A
operação secreta Akce Kameny
(literalmente “ação Pedras”) foi uma das maiores emboscadas criadas
pelo regime comunista da Checoslováquia. Organizada com intuito de liquidação
de oponentes do regime, resultou em uma série de processos e perseguições dos cidadãos
que tentavam escapar do totalitarismo checoslovaco.
por:
Dominika Bernáthová de Rádio
Praha
Após
estabelecimento do regime comunista em 1948, muitos intelectuais da Checoslováquia
estavam cientes de que o regime não iria deixá-los em paz e optaram por
emigrar. Outros não estavam planeando deixar o país, mas recebiam uma
advertência falsa da possível prisão. Tudo isso fazia parte de uma armadilha da
fronteira falsa, criada pela secreta comunista StB.
O
historiador do Instituto Militar em Praga, Prokop Tomek, explicou à Rádio Checa
os contornos daquela artimanha: “A polícia secreta comunista capturava aqueles
que queriam migrar através de um complexo sistema de falsos “coiotes”. A ação
Kameny foi realizada em pelo menos dois locais na Bohemia Ocidental, em
Všeruby, perto da cidade de Domažlice e nos arredores de Mariánské Lázně
(Marienbad)”.
Os
assim chamados “coiotes”, os passadores falsos, operavam durante a noite para
que os imigrantes não percebessem que estavam em uma fronteira
checoslovaca-alemã fictícia, alegadamente na zona de ocupação americana, cujos
bastidores foram preparados em pormenor. No escritório falso do “serviço de
inteligência dos EUA” havia a bandeira americana, o retrato do presidente dos
EUA, oficiais com inglês perfeito, cigarros Lucky Strike e uns copos de uísque.
As crianças recebiam o chocolate suíço. O agente do setor IV ao serviço do StB, Amon
Tomašoff (Tonny) representava, habitualmente, o “oficial americano”. Os agentes
nem esqueceram de colocar as pedras naquela “fronteira”, o que deu o nome de
código à sua operação.

--------

Liste tudo o que, segundo o documento, havia no escritório falso do “serviço de inteligência dos EUA”.

--------

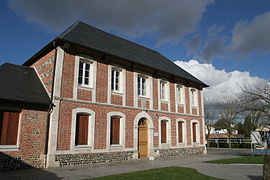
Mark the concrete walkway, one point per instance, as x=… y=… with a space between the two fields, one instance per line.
x=235 y=172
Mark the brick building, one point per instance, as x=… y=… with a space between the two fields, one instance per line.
x=114 y=100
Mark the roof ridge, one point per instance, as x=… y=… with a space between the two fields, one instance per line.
x=17 y=65
x=80 y=22
x=69 y=28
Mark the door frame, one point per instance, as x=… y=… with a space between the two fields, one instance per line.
x=140 y=115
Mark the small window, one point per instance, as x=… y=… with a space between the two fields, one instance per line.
x=115 y=130
x=180 y=94
x=81 y=129
x=193 y=97
x=116 y=80
x=180 y=132
x=84 y=73
x=142 y=86
x=163 y=131
x=194 y=132
x=9 y=123
x=163 y=90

--------

> [Resposta final]
- a bandeira americana
- o retrato do presidente dos EUA
- oficiais com inglês perfeito
- cigarros Lucky Strike
- uns copos de uísque